* **What needs to be done**: Update the data below by replacing every occurrence of "a sample answer" with "an illustrative answer" and leaving all other text unchanged. Leave the pictures out of your response.

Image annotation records

○ ○ ○ ○ ○

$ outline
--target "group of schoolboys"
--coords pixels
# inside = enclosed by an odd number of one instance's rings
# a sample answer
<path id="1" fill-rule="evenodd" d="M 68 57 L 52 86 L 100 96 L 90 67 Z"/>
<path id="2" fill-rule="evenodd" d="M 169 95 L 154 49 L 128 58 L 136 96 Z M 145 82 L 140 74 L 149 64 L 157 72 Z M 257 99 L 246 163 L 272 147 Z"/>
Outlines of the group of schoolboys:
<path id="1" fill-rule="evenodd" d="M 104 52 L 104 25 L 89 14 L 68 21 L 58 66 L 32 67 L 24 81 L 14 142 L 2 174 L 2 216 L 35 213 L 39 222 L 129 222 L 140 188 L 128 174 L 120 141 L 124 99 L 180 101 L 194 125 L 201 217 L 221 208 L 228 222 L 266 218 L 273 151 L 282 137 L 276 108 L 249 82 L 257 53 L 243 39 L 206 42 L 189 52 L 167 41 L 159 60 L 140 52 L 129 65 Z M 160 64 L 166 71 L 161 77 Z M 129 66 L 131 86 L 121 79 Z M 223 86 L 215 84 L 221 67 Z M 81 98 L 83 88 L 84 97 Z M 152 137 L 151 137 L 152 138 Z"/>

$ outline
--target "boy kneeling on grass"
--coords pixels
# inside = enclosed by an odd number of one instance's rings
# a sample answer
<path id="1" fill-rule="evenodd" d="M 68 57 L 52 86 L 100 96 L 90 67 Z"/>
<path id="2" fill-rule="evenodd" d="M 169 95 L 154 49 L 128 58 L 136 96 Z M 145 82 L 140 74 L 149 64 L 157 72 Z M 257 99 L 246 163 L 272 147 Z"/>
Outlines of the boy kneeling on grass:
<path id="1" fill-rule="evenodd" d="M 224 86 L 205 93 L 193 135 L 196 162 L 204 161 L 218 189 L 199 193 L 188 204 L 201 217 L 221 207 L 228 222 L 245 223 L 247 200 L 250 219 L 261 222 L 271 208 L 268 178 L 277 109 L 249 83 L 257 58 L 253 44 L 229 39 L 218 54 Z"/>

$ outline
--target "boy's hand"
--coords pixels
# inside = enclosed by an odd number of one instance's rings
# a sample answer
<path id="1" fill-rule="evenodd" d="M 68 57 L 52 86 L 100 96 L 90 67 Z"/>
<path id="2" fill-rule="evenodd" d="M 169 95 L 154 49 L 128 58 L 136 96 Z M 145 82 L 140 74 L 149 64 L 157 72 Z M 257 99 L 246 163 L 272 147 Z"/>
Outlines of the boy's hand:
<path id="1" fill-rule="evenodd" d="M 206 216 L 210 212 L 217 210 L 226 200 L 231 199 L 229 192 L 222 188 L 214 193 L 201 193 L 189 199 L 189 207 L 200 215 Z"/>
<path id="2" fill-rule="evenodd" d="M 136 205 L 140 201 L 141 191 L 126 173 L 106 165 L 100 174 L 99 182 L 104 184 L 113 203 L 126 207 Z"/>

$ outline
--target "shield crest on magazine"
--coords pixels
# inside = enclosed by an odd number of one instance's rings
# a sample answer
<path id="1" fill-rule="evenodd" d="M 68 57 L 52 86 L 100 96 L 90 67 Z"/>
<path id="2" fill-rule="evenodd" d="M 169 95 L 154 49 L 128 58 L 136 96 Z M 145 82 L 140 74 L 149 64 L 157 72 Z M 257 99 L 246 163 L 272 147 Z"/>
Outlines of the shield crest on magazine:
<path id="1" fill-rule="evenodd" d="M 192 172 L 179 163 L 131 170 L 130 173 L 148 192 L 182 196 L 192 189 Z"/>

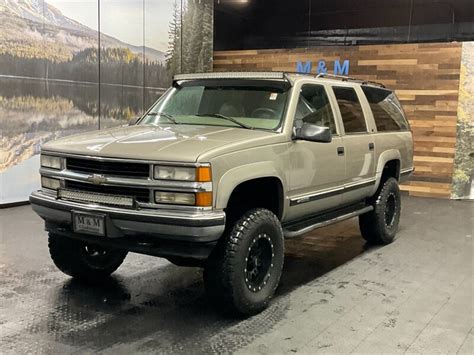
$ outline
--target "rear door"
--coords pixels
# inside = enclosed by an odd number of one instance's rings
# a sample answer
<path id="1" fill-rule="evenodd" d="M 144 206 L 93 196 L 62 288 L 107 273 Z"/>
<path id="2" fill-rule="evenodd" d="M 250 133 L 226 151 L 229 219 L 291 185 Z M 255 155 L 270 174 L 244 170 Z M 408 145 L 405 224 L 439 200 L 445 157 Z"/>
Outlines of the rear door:
<path id="1" fill-rule="evenodd" d="M 346 176 L 344 180 L 343 204 L 351 204 L 372 194 L 375 184 L 375 144 L 373 127 L 369 127 L 368 108 L 363 92 L 358 86 L 333 85 L 338 115 L 344 135 Z"/>

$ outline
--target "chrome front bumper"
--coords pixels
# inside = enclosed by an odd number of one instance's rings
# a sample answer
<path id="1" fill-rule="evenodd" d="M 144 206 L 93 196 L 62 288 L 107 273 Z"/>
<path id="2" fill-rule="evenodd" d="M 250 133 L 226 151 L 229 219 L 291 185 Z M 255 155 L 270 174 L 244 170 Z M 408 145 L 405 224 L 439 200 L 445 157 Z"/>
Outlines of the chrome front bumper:
<path id="1" fill-rule="evenodd" d="M 73 236 L 72 211 L 99 213 L 106 216 L 106 237 L 146 237 L 177 242 L 216 242 L 225 228 L 224 211 L 129 210 L 59 200 L 42 191 L 30 196 L 33 210 L 46 221 L 50 232 Z"/>

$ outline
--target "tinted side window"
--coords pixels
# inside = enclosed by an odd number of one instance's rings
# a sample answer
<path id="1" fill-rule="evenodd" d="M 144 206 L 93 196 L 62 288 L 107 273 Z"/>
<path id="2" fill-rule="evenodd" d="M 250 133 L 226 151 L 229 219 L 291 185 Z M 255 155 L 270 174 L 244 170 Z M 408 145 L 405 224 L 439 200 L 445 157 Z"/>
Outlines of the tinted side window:
<path id="1" fill-rule="evenodd" d="M 362 90 L 369 101 L 374 115 L 377 131 L 402 131 L 408 129 L 408 123 L 400 103 L 390 90 L 363 86 Z"/>
<path id="2" fill-rule="evenodd" d="M 329 127 L 332 134 L 337 134 L 334 114 L 324 86 L 306 84 L 301 87 L 295 126 L 299 128 L 303 122 Z"/>
<path id="3" fill-rule="evenodd" d="M 346 133 L 365 133 L 364 113 L 353 88 L 333 87 Z"/>

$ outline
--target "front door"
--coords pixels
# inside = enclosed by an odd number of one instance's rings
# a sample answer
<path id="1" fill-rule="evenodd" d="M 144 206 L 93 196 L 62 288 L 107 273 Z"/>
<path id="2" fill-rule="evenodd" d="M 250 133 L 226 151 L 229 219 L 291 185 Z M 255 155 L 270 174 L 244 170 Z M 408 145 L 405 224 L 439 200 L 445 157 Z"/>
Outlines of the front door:
<path id="1" fill-rule="evenodd" d="M 298 219 L 341 204 L 345 178 L 343 141 L 325 85 L 300 84 L 294 129 L 303 122 L 329 127 L 331 143 L 294 140 L 290 148 L 290 209 Z"/>
<path id="2" fill-rule="evenodd" d="M 369 132 L 354 87 L 334 86 L 334 96 L 344 126 L 346 179 L 343 203 L 358 202 L 371 195 L 375 185 L 374 140 Z"/>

○ ○ ○ ○ ○

* **Expected answer**:
$ outline
--target "group of schoolboys"
--coords pixels
# inside = enclosed by an odd number of one instance's rings
# an illustrative answer
<path id="1" fill-rule="evenodd" d="M 68 57 L 52 86 L 100 96 L 90 67 Z"/>
<path id="2" fill-rule="evenodd" d="M 169 95 L 154 49 L 128 58 L 136 96 Z M 145 82 L 140 74 L 149 64 L 157 72 Z M 257 99 L 246 163 L 272 147 Z"/>
Outlines of the group of schoolboys:
<path id="1" fill-rule="evenodd" d="M 104 52 L 104 25 L 89 14 L 68 21 L 58 66 L 32 67 L 24 81 L 14 142 L 2 174 L 2 216 L 35 213 L 39 222 L 129 222 L 140 188 L 128 174 L 120 141 L 124 99 L 180 101 L 194 125 L 201 217 L 221 208 L 228 222 L 266 218 L 273 151 L 282 137 L 276 108 L 249 82 L 257 53 L 243 39 L 206 42 L 189 52 L 167 41 L 159 60 L 140 52 L 129 65 Z M 160 64 L 166 71 L 161 77 Z M 129 66 L 131 86 L 121 79 Z M 223 86 L 215 84 L 221 67 Z M 81 98 L 83 88 L 84 97 Z M 152 137 L 151 137 L 152 138 Z"/>

$ outline
--target "boy kneeling on grass"
--coords pixels
# inside = enclosed by an odd number of one instance's rings
# an illustrative answer
<path id="1" fill-rule="evenodd" d="M 68 57 L 52 86 L 100 96 L 90 67 Z"/>
<path id="2" fill-rule="evenodd" d="M 169 95 L 154 49 L 128 58 L 136 96 Z M 145 82 L 140 74 L 149 64 L 157 72 Z M 257 99 L 246 163 L 272 147 Z"/>
Outlines of the boy kneeling on grass:
<path id="1" fill-rule="evenodd" d="M 224 86 L 205 93 L 193 135 L 196 162 L 204 161 L 218 189 L 199 193 L 188 204 L 201 217 L 221 207 L 228 222 L 245 223 L 247 200 L 250 219 L 261 222 L 271 208 L 268 178 L 277 109 L 249 83 L 257 58 L 253 44 L 229 39 L 218 54 Z"/>

$ outline
--target "boy's hand"
--coords pixels
# inside = enclosed by an odd number of one instance's rings
# an illustrative answer
<path id="1" fill-rule="evenodd" d="M 68 57 L 52 86 L 100 96 L 90 67 Z"/>
<path id="2" fill-rule="evenodd" d="M 169 95 L 154 49 L 128 58 L 136 96 Z M 145 82 L 140 74 L 149 64 L 157 72 Z M 257 99 L 246 163 L 272 147 Z"/>
Outlines of the boy's hand:
<path id="1" fill-rule="evenodd" d="M 206 216 L 210 212 L 217 210 L 226 200 L 231 199 L 229 192 L 222 188 L 214 193 L 201 193 L 189 199 L 189 207 L 200 215 Z"/>
<path id="2" fill-rule="evenodd" d="M 136 205 L 140 201 L 141 191 L 126 173 L 106 165 L 100 174 L 99 182 L 104 184 L 113 203 L 126 207 Z"/>

$ outline
--target "shield crest on magazine"
--coords pixels
# inside = enclosed by an odd number of one instance's rings
# an illustrative answer
<path id="1" fill-rule="evenodd" d="M 68 57 L 52 86 L 100 96 L 90 67 Z"/>
<path id="2" fill-rule="evenodd" d="M 169 95 L 154 49 L 128 58 L 136 96 Z M 145 82 L 140 74 L 149 64 L 157 72 Z M 257 99 L 246 163 L 272 147 Z"/>
Outlines of the shield crest on magazine:
<path id="1" fill-rule="evenodd" d="M 192 172 L 179 163 L 131 170 L 130 173 L 148 192 L 182 196 L 192 189 Z"/>

$ outline
--target "rear door"
--coords pixels
# inside = enclosed by an odd number of one instance's rings
# an illustrative answer
<path id="1" fill-rule="evenodd" d="M 144 206 L 93 196 L 62 288 L 107 273 Z"/>
<path id="2" fill-rule="evenodd" d="M 250 133 L 226 151 L 229 219 L 291 185 Z M 255 155 L 270 174 L 244 170 Z M 408 145 L 405 224 L 439 200 L 445 157 Z"/>
Outlines of the rear door:
<path id="1" fill-rule="evenodd" d="M 346 176 L 344 180 L 343 204 L 351 204 L 372 194 L 375 184 L 375 144 L 373 127 L 369 127 L 368 108 L 363 92 L 358 86 L 333 85 L 338 115 L 344 135 Z"/>

$ outline
--target "chrome front bumper"
--coords pixels
# inside = enclosed by an odd number of one instance's rings
# an illustrative answer
<path id="1" fill-rule="evenodd" d="M 144 206 L 93 196 L 62 288 L 107 273 Z"/>
<path id="2" fill-rule="evenodd" d="M 250 133 L 226 151 L 229 219 L 291 185 Z M 255 155 L 270 174 L 244 170 Z M 408 145 L 405 224 L 439 200 L 445 157 Z"/>
Outlines of the chrome front bumper:
<path id="1" fill-rule="evenodd" d="M 73 236 L 72 211 L 99 213 L 106 216 L 106 237 L 146 237 L 177 242 L 216 242 L 225 228 L 224 211 L 129 210 L 59 200 L 42 191 L 30 196 L 33 210 L 46 221 L 50 232 Z"/>

$ outline
--target "tinted side window"
--coords pixels
# inside = enclosed by an odd number of one instance's rings
# an illustrative answer
<path id="1" fill-rule="evenodd" d="M 144 206 L 93 196 L 62 288 L 107 273 Z"/>
<path id="2" fill-rule="evenodd" d="M 250 133 L 226 151 L 229 219 L 291 185 Z M 255 155 L 270 174 L 244 170 Z M 408 145 L 405 224 L 439 200 L 445 157 Z"/>
Outlines of the tinted side window:
<path id="1" fill-rule="evenodd" d="M 362 90 L 369 101 L 374 115 L 377 131 L 402 131 L 408 129 L 408 123 L 400 103 L 390 90 L 363 86 Z"/>
<path id="2" fill-rule="evenodd" d="M 329 127 L 332 134 L 337 134 L 334 114 L 324 86 L 306 84 L 301 87 L 295 126 L 299 128 L 303 122 Z"/>
<path id="3" fill-rule="evenodd" d="M 346 133 L 365 133 L 364 113 L 353 88 L 333 87 Z"/>

$ outline
--target "front door"
--coords pixels
# inside = enclosed by an odd number of one instance's rings
# an illustrative answer
<path id="1" fill-rule="evenodd" d="M 144 206 L 93 196 L 62 288 L 107 273 Z"/>
<path id="2" fill-rule="evenodd" d="M 250 133 L 226 151 L 229 219 L 291 185 Z M 255 155 L 270 174 L 244 170 Z M 408 145 L 405 224 L 439 200 L 445 157 Z"/>
Outlines of the front door:
<path id="1" fill-rule="evenodd" d="M 298 219 L 341 204 L 345 178 L 343 141 L 325 85 L 300 84 L 294 129 L 303 122 L 329 127 L 331 143 L 294 140 L 290 148 L 290 209 Z"/>
<path id="2" fill-rule="evenodd" d="M 369 132 L 354 87 L 334 86 L 334 96 L 344 126 L 346 179 L 343 203 L 358 202 L 371 195 L 375 185 L 374 140 Z"/>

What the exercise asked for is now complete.